───── Listed entries

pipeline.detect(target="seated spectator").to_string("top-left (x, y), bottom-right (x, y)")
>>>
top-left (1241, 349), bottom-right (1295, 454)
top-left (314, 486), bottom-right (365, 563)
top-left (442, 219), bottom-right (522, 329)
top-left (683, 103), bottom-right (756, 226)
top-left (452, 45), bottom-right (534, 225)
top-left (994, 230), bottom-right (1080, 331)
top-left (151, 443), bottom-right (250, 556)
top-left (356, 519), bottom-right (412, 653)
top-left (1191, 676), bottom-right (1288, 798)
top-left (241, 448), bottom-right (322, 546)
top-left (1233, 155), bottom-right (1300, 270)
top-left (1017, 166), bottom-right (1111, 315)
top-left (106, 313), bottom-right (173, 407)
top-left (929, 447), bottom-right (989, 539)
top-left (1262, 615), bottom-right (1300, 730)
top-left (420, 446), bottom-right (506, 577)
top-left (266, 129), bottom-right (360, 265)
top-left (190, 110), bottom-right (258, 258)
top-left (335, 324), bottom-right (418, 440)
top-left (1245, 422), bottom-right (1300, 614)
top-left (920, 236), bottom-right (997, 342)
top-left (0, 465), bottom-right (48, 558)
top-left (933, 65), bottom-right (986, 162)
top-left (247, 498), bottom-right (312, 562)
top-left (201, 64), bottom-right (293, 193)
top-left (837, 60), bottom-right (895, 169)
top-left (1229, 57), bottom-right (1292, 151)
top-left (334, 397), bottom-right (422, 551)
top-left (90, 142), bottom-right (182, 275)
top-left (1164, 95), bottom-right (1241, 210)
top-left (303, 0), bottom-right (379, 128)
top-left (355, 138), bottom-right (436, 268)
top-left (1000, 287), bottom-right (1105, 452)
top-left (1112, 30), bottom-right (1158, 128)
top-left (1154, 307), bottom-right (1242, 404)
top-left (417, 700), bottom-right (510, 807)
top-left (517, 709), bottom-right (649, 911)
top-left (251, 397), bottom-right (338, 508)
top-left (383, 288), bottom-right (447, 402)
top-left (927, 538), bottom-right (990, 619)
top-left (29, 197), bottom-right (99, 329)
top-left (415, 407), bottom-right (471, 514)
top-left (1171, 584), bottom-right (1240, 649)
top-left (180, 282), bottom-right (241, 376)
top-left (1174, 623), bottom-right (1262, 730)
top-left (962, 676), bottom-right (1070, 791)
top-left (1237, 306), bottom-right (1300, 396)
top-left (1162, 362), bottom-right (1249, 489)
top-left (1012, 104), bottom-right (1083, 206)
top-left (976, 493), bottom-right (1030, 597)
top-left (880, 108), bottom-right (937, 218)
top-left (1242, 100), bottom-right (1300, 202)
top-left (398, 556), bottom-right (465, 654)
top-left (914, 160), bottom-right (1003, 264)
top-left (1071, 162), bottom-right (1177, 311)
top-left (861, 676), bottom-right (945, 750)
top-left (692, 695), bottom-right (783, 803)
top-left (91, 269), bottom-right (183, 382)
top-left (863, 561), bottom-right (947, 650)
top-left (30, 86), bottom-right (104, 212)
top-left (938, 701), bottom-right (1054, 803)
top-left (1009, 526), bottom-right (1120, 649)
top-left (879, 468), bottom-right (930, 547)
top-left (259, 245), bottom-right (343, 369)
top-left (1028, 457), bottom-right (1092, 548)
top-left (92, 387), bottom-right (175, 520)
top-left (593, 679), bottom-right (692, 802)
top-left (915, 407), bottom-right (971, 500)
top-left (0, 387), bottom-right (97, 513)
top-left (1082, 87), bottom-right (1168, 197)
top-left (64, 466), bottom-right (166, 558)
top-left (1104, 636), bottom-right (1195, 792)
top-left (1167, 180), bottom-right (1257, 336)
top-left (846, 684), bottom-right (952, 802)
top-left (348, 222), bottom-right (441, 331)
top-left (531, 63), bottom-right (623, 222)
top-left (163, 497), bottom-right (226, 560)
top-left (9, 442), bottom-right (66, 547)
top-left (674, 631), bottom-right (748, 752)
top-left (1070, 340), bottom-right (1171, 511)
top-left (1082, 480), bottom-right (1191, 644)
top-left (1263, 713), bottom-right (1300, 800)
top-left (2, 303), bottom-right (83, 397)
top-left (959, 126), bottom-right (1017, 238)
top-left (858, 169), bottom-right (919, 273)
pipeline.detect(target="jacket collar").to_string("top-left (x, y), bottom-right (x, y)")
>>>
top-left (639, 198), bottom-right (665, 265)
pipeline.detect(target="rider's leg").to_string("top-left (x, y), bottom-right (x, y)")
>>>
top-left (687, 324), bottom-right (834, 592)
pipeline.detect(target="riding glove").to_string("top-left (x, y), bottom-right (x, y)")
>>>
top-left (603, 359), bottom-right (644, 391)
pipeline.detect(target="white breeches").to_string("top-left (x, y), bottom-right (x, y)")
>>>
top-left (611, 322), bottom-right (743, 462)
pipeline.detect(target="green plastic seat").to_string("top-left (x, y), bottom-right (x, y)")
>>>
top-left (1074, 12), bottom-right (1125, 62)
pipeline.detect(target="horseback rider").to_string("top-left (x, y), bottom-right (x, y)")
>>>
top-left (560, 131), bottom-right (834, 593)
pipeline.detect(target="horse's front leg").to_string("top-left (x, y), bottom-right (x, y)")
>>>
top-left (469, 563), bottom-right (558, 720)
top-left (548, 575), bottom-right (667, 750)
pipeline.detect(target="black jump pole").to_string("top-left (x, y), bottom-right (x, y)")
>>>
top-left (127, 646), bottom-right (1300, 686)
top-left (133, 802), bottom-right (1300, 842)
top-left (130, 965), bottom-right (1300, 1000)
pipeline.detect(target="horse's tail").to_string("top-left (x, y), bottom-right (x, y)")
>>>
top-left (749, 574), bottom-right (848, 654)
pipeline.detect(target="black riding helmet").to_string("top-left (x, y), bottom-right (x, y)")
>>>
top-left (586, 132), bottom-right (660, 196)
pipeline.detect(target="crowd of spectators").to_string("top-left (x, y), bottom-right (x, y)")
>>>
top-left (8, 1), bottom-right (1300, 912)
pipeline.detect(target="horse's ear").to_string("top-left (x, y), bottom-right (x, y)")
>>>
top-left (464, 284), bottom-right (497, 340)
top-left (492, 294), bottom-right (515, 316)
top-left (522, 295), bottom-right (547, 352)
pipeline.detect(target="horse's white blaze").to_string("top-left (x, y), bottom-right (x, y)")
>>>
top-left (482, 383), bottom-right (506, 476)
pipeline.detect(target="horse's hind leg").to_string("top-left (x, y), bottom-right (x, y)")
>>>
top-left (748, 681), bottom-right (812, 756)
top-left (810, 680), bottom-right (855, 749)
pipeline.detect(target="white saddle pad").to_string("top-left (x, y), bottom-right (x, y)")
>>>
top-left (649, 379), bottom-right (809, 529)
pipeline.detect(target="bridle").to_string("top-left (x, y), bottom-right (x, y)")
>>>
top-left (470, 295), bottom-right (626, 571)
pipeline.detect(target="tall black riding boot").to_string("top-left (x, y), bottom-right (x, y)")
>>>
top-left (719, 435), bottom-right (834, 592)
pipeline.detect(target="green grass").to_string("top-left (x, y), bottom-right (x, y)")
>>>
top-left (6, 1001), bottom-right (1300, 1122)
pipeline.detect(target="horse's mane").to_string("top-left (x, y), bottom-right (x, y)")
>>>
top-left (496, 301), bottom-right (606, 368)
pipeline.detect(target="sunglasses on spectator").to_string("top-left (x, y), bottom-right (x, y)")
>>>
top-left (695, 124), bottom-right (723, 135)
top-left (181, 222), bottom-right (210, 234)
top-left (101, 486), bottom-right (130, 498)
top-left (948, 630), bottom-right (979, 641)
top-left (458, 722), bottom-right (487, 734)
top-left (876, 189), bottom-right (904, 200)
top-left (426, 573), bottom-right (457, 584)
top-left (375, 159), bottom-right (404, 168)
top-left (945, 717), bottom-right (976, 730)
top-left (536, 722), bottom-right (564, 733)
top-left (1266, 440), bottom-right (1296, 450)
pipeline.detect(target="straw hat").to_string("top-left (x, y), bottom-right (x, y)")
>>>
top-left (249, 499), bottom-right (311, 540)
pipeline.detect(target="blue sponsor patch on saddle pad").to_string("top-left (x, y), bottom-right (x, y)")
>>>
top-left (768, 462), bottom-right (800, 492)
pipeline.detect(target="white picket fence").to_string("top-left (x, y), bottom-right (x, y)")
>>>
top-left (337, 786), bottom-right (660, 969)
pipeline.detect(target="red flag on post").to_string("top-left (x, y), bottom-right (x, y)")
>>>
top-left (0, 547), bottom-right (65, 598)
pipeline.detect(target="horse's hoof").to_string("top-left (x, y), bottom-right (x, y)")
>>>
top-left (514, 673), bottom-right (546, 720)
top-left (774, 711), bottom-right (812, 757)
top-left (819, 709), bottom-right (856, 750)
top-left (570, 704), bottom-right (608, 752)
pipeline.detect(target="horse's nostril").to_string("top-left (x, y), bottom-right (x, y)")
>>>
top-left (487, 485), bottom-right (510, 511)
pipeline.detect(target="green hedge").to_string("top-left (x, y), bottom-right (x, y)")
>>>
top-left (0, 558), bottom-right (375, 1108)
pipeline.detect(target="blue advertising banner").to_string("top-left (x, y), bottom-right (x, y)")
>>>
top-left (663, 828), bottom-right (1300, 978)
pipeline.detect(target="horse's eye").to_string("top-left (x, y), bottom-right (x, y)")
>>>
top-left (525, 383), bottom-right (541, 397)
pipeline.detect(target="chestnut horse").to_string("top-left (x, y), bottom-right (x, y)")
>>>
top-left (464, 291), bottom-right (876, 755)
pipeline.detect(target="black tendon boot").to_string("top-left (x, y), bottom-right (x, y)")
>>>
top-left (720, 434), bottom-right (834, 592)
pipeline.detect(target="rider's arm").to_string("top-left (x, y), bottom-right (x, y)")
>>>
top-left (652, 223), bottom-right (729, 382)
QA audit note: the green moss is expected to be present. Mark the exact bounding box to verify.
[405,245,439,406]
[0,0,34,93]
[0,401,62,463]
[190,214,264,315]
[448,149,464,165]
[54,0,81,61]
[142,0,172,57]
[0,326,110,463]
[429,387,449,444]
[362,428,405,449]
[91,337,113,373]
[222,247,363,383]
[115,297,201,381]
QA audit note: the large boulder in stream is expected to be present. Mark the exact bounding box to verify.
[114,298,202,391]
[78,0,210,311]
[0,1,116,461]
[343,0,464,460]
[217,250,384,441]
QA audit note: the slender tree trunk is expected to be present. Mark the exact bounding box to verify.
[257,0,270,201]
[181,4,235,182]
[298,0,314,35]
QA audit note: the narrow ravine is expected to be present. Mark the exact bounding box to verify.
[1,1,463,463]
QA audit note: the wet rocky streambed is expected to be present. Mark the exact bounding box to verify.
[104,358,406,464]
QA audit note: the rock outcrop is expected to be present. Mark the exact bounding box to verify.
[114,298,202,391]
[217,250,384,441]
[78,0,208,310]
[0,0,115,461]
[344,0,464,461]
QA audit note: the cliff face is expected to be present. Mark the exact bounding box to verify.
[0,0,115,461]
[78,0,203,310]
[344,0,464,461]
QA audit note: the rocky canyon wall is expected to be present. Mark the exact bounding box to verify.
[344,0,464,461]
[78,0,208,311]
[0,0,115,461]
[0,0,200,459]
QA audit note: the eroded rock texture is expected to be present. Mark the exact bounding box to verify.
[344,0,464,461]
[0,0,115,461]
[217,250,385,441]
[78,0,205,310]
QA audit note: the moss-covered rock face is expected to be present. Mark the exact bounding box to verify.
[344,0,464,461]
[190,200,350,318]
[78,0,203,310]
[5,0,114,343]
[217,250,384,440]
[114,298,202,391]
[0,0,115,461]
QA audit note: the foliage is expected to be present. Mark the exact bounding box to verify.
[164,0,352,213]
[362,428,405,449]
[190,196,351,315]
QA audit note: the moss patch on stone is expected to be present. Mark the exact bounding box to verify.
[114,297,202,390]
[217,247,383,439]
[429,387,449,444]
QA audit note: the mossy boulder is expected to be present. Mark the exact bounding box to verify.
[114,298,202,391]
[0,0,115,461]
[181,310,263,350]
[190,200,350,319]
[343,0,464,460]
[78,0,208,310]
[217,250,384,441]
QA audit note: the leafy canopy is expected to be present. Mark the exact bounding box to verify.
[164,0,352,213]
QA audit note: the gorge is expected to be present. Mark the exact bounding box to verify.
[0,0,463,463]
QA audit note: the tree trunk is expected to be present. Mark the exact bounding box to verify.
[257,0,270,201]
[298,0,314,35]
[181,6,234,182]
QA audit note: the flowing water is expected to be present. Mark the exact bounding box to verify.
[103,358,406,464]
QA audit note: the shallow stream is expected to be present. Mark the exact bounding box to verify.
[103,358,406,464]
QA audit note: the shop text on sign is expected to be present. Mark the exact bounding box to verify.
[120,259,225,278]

──────────

__Task goal__: For each line of the data that has the word "blue", report that line.

__Completed task__:
pipeline.detect(target="blue sponsor patch on saddle pad").to_string("top-left (x, y), bottom-right (x, y)")
pipeline.detect(target="blue advertising banner").to_string("top-left (x, y), bottom-right (x, y)")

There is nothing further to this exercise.